Excerpted passage ▸
## BEGIN

First we need to install [DARTS](https://unit8co.github.io/darts/)

In [None]:
%%capture
!pip install darts
!pip install sidetable

Then mount GDrive where the data is stored:

In [None]:
from google.colab import drive
drive.mount('/content/drive')

Mounted at /content/drive


In [None]:
import darts
import pandas as pd

from urllib.request import urlopen
from zipfile import ZipFile
from io import BytesIO

from darts import concatenate

from darts import TimeSeries

#this zip is a bunch of zips for each station
zf = ZipFile("/content/drive/MyDrive/PRSA2017_Data_20130301-20170228.zip")

#make a dataframe and unpack all the zips into it
df = pd.DataFrame()
for file in zf.infolist():
    if file.filename.endswith('.csv'):
        df = df._append(pd.read_csv(zf.open(file)))

# the data format is broken into multiple columsn, so we need to fix that into a single DateTime
df['timestamp'] = pd.to_datetime(df[["year", "month", "day", "hour"]])
df.drop(columns=['No'], inplace=True)
df.sort_values(by=['timestamp', 'station']).head(10)

#now turn both wind direction and station name into ints so we can treat them like categorical vars
df = df.replace(df['station'].unique(), list(range(len(df['station'].unique()))))
df = df.replace(df['wd'].unique(), list(range(len(df['wd'].unique()))))

## END

Entries supplied ▸
## BEGIN

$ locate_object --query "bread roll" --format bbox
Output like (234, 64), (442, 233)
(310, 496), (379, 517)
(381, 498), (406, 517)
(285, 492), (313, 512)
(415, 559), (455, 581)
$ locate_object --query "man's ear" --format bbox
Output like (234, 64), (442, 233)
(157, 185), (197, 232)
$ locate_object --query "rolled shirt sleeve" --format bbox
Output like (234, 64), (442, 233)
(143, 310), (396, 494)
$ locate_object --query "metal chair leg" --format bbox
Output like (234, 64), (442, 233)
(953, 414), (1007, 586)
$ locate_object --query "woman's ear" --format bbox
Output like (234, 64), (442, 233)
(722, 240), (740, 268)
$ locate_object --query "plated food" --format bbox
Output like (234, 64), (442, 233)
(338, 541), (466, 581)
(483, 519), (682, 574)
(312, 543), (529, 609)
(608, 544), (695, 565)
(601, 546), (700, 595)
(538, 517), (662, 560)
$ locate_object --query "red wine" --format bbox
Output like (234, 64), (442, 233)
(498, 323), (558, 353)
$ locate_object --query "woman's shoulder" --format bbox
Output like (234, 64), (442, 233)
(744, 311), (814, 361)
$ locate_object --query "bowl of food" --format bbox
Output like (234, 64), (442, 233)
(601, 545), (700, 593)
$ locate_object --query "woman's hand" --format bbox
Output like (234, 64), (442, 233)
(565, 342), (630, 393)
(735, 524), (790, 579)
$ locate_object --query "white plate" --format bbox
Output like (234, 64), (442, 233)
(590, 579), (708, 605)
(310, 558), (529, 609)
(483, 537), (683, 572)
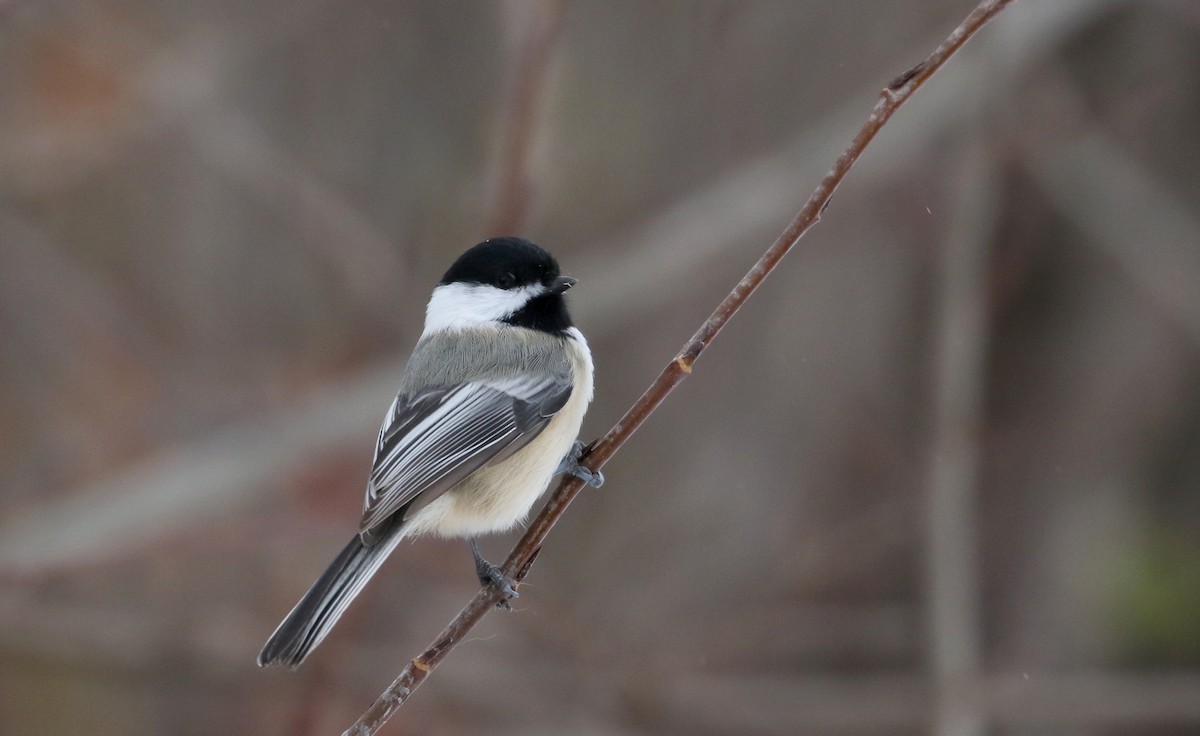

## END

Your tasks ▸
1/ Answer these questions about the Darts notebook:
(a) Which two packages does it install with pip?
(b) At what path is the Drive mounted?
(c) Which four columns are combined into the single timestamp?
2/ Write the next part of the Darts notebook, picking up after its final line of code.
The material has no connection to the Darts notebook.

Task-by-task results ▸
1/
(a) darts and sidetable
(b) /content/drive
(c) year, month, day and hour

2/
df.head()

df.to_csv('/content/drive/MyDrive/beijing_air_data/air_data.csv', index=False)

Unnamed: 0,year,month,day,hour,PM2.5,PM10,SO2,NO2,CO,O3,TEMP,PRES,DEWP,RAIN,wd,WSPM,station,timestamp
0,2013,3,1,0,4.0,4.0,4.0,7.0,300.0,77.0,-0.7,1023.0,-18.8,0.0,0.0,4.4,0,2013-03-01 00:00:00
1,2013,3,1,1,8.0,8.0,4.0,7.0,300.0,77.0,-1.1,1023.2,-18.2,0.0,1.0,4.7,0,2013-03-01 01:00:00
2,2013,3,1,2,7.0,7.0,5.0,10.0,300.0,73.0,-1.1,1023.5,-18.2,0.0,0.0,5.6,0,2013-03-01 02:00:00
3,2013,3,1,3,6.0,6.0,11.0,11.0,300.0,72.0,-1.4,1024.5,-19.4,0.0,2.0,3.1,0,2013-03-01 03:00:00
4,2013,3,1,4,3.0,3.0,12.0,12.0,300.0,72.0,-2.0,1025.2,-19.5,0.0,1.0,2.0,0,2013-03-01 04:00:00


In [None]:
import sidetable

df.stb.missing()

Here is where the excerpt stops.